§ Assignment 1
Return the court opinion's text between "THIS OPINION HAS" and "Shannon Banks,        Appellant.", inclusive, copied without any changes.
§ Assignment 2
Pick up the South Carolina Court of Appeals opinion after its last line and keep writing it.
Top of Text shown
THIS OPINION HAS NO PRECEDENTIAL VALUE.  IT SHOULD NOT
BE CITED OR RELIED ON AS PRECEDENT IN ANY PROCEEDING

EXCEPT AS PROVIDED BY RULE 239(d)(2), SCACR.

THE STATE OF SOUTH CAROLINA
In The Court of Appeals

The State,        Respondent,

v.

Shannon Banks,        Appellant.


Appeal from Orangeburg County
John  L.  Breeden, Circuit Court Judge


Unpublished Opinion No. 2005-UP-473
Submitted August 1, 2005 – Filed August 8, 2005  


APPEAL DISMISSED


Acting Deputy Chief Attorney Wanda P. Hagler, Office of Appellate Defense, of Columbia, for Appellant.

Attorney General Henry Dargan McMaster, Chief Deputy Attorney General John W. McIntosh, Assistant Deputy Attorney General Salley W. Elliott, Office of the Attorney General, of Columbia; and Solicitor David Michael Pascoe, Jr., of St. Matthews, for Respondent.
Bottom of Text shown
Top of Given records
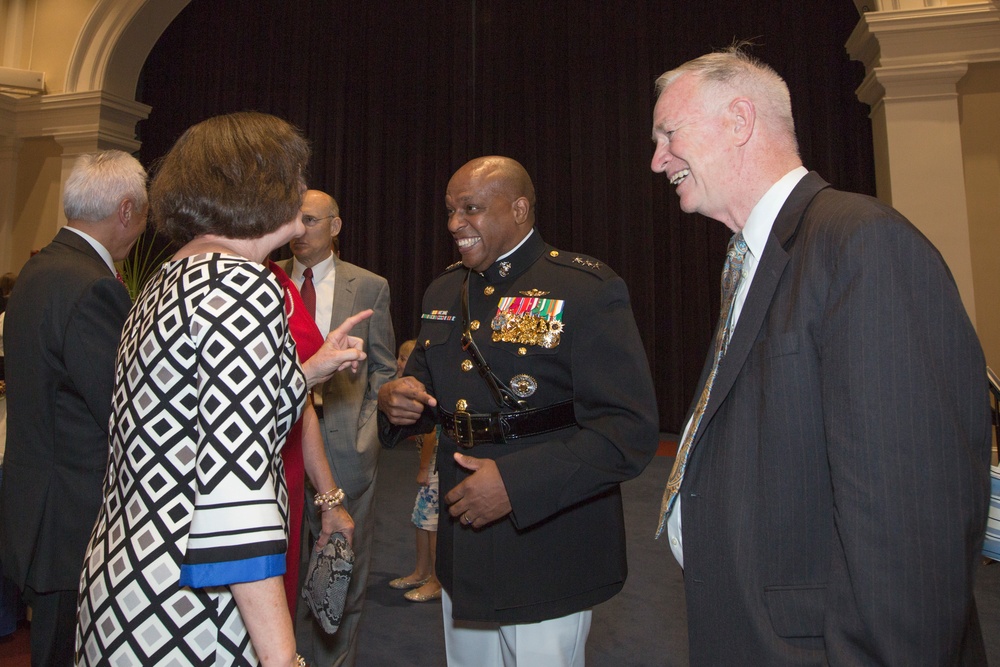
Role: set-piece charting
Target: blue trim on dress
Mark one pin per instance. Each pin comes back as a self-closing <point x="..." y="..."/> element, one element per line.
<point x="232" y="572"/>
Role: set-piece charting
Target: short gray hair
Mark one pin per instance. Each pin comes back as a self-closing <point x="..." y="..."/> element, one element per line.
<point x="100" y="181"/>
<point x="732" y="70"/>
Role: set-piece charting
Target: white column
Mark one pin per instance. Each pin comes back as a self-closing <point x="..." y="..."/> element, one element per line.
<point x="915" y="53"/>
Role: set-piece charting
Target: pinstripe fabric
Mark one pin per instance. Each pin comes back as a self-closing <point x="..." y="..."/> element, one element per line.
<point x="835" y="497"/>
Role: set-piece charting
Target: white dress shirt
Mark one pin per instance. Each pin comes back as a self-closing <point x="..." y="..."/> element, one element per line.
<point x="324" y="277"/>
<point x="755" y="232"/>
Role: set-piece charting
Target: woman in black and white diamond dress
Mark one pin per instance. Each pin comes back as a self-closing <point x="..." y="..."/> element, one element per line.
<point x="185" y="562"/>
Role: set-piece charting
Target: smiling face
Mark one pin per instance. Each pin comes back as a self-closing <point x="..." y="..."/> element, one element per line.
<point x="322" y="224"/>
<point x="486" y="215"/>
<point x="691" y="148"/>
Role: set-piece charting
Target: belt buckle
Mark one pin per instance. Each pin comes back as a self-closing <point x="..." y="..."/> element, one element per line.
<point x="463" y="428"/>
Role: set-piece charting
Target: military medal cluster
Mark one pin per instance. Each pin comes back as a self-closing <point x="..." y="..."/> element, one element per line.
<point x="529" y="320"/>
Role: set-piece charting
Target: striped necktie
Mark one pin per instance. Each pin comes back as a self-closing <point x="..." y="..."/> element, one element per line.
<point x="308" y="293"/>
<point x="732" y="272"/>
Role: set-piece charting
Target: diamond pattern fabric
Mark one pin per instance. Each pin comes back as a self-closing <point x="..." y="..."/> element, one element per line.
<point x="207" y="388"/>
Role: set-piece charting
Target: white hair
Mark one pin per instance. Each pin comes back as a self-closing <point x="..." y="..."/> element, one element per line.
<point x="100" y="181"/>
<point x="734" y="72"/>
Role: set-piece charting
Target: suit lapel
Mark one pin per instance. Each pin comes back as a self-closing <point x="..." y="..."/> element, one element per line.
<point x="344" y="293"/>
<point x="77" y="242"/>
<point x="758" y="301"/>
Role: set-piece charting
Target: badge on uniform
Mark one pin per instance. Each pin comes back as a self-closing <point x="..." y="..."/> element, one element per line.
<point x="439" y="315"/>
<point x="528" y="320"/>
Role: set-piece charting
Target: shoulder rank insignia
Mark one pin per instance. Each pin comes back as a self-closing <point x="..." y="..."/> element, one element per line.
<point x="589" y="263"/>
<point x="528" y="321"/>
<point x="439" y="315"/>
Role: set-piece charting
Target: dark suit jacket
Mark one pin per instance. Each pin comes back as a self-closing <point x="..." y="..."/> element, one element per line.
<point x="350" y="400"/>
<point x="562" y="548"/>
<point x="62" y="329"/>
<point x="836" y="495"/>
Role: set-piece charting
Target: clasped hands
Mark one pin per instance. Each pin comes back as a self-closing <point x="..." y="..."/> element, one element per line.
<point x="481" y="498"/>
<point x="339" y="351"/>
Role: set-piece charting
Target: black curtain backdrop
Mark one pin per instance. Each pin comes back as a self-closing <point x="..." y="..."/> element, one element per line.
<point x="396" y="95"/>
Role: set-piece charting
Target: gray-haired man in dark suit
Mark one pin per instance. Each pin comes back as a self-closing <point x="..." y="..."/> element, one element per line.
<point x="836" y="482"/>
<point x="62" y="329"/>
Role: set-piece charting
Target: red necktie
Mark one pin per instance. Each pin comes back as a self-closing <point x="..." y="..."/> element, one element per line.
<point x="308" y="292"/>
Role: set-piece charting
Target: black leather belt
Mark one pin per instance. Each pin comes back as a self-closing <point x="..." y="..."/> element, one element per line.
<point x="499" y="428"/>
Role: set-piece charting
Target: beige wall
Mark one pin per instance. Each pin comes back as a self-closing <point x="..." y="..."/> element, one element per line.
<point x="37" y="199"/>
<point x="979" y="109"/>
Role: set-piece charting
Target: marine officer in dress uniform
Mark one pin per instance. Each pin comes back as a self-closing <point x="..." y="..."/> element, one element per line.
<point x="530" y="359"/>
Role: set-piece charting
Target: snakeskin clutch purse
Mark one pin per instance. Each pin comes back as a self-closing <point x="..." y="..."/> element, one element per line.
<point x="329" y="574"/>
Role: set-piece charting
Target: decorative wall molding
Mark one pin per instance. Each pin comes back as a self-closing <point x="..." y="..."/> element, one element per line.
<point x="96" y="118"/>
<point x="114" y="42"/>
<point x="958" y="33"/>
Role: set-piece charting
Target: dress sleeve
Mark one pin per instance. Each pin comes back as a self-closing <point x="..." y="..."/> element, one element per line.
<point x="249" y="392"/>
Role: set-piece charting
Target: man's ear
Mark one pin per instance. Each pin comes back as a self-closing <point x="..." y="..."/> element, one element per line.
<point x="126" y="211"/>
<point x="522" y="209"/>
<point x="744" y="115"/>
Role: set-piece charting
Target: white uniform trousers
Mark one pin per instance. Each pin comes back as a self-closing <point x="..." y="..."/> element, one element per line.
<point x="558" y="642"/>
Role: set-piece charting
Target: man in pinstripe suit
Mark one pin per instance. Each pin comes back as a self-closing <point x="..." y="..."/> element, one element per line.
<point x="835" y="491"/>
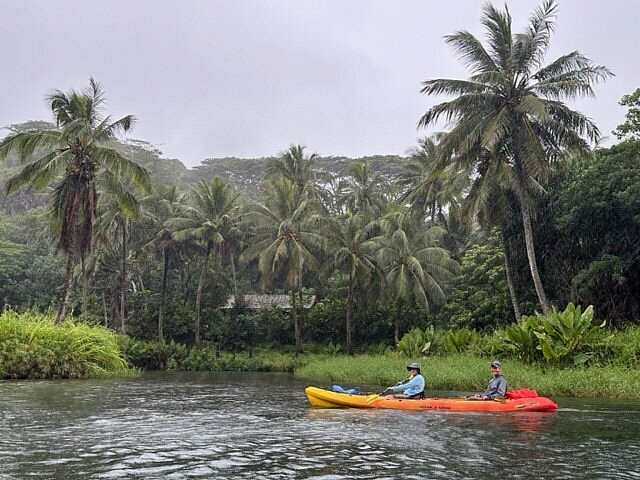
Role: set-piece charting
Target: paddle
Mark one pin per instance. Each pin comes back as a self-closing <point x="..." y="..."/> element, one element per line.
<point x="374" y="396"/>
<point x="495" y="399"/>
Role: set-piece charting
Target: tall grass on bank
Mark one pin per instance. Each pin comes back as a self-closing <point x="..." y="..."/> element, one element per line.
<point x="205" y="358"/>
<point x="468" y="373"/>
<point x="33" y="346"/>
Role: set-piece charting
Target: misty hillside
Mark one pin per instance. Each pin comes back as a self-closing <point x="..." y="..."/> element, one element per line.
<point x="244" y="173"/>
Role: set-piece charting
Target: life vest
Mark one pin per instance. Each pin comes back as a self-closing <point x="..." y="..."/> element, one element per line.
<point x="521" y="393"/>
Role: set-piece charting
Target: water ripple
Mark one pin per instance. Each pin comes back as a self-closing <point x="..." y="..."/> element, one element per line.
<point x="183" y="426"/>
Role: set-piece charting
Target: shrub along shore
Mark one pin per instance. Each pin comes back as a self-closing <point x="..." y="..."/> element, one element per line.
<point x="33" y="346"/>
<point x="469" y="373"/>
Bottom of Given records
§ Task output 1
THIS OPINION HAS NO PRECEDENTIAL VALUE.  IT SHOULD NOT
BE CITED OR RELIED ON AS PRECEDENT IN ANY PROCEEDING

EXCEPT AS PROVIDED BY RULE 239(d)(2), SCACR.

THE STATE OF SOUTH CAROLINA
In The Court of Appeals

The State,        Respondent,

v.

Shannon Banks,        Appellant.

§ Task output 2
PER CURIAM:  Shannon Renee Banksappeals her conviction for exposing another person to the Human Immunodeficiency Virus (HIV) in violation of South Carolina Code section 44-29-145 (2002).  Banks’ appellate counsel has petitioned to be relieved as counsel, stating she has reviewed the record and has concluded Banks’ appeal is without merit.  The sole issue briefed by counsel concerns whether the circuit court adequately informed Banks of the possible sentencing consequences before accepting her plea, as required under Boykin v. Alabama, 395 U.S. 238 (1969).  Banks did not file a separate pro se brief.

After a review of the record as required by Anders v. California, 386 U.S. 738 (1967), and State v. Williams, 305 S.C. 116, 406 S.E.2d 357 (1991), we hold there are no directly appealable issues that are arguable on their merits.  Accordingly, we dismiss this appeal and grant counsel’s petition to be relieved.

APPEAL DISMISSED. 1

HEARN, C.J., STILWELL and KITTREDGE, JJ., concur.


[1]  We decide this case without oral argument pursuant to Rules 215 and 220(b)(2), SCACR.